Required task =>
Pick out every line of the listing below that contains the word "windshield", matching its case exactly.

[Dataset extracts with box labels]
— Start —

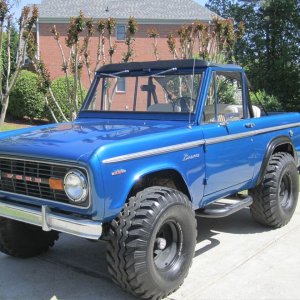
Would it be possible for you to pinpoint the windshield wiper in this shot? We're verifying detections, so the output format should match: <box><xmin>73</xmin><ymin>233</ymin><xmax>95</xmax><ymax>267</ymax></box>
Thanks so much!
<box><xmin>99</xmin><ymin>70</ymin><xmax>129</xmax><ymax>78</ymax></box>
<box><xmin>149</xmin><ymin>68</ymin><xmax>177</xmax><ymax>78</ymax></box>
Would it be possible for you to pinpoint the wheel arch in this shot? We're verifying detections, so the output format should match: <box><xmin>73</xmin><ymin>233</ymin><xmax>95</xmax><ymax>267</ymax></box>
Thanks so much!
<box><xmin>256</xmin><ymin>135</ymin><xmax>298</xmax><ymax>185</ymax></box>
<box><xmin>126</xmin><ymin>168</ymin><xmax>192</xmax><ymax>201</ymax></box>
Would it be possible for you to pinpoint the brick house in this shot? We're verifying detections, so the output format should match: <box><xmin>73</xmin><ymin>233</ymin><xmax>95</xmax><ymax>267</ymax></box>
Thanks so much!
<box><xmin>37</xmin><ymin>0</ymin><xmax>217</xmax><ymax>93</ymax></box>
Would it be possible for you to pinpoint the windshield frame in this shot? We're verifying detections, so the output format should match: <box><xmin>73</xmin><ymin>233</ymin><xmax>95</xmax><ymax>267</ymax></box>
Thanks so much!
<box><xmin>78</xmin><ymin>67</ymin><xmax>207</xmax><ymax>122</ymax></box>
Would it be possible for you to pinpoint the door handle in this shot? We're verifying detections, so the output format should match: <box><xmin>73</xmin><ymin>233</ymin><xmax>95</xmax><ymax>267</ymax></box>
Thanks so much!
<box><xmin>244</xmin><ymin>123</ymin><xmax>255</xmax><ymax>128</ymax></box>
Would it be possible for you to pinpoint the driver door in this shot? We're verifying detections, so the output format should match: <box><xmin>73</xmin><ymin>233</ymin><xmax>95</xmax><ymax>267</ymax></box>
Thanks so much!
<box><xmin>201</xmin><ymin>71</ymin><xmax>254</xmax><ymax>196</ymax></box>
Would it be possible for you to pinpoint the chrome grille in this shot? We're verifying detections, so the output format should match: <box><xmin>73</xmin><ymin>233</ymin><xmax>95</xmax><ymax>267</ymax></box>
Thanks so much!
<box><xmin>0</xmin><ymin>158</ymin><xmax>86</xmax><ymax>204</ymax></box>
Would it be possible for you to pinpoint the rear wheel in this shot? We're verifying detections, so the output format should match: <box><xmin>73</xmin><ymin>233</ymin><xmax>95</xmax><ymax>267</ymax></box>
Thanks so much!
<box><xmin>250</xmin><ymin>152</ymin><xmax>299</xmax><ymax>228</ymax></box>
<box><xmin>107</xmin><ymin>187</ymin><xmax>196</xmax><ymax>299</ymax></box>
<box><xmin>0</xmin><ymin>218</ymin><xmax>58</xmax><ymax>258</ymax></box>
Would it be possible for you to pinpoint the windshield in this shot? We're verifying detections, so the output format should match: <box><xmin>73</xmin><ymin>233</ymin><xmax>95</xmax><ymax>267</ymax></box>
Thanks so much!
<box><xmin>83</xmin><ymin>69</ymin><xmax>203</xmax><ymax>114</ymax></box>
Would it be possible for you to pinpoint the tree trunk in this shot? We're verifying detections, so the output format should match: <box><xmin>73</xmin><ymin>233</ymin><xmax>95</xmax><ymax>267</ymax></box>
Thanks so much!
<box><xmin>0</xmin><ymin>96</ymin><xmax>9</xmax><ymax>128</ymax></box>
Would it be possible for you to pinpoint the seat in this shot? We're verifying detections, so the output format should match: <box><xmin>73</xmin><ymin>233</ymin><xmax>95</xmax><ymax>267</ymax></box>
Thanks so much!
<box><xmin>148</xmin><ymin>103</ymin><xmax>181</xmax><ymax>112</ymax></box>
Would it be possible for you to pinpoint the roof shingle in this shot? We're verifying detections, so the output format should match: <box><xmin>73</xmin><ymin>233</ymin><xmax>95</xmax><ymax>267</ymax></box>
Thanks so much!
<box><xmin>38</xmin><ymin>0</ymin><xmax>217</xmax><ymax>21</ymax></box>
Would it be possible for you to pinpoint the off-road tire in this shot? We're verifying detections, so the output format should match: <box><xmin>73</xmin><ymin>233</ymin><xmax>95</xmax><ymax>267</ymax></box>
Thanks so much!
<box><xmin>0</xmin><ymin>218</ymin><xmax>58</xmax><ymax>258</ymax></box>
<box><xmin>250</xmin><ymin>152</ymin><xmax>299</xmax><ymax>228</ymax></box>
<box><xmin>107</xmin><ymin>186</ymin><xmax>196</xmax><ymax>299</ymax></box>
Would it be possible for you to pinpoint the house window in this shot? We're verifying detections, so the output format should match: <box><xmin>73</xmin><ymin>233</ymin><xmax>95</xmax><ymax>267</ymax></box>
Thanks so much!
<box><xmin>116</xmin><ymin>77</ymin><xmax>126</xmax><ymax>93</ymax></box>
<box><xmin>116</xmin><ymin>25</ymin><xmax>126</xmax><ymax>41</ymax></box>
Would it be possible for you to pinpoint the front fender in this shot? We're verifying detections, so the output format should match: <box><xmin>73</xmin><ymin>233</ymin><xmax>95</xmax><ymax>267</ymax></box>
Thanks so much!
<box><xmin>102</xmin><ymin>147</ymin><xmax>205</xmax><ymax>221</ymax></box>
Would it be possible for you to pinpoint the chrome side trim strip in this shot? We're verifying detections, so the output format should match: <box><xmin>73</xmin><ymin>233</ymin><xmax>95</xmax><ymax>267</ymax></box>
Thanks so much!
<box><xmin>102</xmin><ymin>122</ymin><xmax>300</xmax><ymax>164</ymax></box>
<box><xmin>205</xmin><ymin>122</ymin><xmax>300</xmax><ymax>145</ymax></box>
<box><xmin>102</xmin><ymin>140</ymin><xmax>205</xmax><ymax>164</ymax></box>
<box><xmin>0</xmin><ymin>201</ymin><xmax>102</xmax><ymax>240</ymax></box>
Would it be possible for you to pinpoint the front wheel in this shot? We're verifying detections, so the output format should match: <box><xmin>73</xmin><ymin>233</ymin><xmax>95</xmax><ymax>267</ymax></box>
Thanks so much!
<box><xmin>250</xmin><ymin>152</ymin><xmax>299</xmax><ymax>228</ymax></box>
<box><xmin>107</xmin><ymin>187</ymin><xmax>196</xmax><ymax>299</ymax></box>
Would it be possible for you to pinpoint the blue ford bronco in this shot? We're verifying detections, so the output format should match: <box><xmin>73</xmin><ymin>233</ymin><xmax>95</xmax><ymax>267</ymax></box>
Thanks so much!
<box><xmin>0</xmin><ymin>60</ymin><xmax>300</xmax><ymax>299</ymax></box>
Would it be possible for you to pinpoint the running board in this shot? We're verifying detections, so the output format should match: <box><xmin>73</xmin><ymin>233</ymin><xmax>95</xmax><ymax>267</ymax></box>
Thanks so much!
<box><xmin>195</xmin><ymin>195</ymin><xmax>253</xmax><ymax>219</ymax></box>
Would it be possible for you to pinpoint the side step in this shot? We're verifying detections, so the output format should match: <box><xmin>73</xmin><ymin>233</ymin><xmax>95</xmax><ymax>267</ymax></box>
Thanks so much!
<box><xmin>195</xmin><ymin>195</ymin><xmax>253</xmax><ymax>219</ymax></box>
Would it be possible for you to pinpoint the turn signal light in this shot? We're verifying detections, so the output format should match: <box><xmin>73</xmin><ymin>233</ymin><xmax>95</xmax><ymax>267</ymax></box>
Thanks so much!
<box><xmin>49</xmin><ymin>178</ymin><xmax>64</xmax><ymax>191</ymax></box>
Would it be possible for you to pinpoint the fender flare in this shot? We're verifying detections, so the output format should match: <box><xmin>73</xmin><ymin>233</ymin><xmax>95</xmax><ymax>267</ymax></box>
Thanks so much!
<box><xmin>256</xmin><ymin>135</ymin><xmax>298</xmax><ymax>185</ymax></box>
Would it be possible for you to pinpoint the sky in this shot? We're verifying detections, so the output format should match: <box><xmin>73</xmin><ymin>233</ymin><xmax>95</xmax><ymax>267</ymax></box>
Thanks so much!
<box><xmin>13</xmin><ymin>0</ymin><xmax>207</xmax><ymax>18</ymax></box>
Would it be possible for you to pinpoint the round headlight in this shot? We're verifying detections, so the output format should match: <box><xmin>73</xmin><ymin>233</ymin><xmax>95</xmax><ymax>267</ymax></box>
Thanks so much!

— End —

Result of the task =>
Would it be possible for you to pinpoint the windshield wiper in this shot? We're verifying detections, so the output format should match: <box><xmin>73</xmin><ymin>233</ymin><xmax>95</xmax><ymax>267</ymax></box>
Would it be possible for you to pinpoint the windshield frame in this shot? We're verifying detections, so the output format should match: <box><xmin>73</xmin><ymin>233</ymin><xmax>95</xmax><ymax>267</ymax></box>
Would it be possible for you to pinpoint the windshield in this shot? We're verifying detections, so the output format should match: <box><xmin>73</xmin><ymin>233</ymin><xmax>95</xmax><ymax>267</ymax></box>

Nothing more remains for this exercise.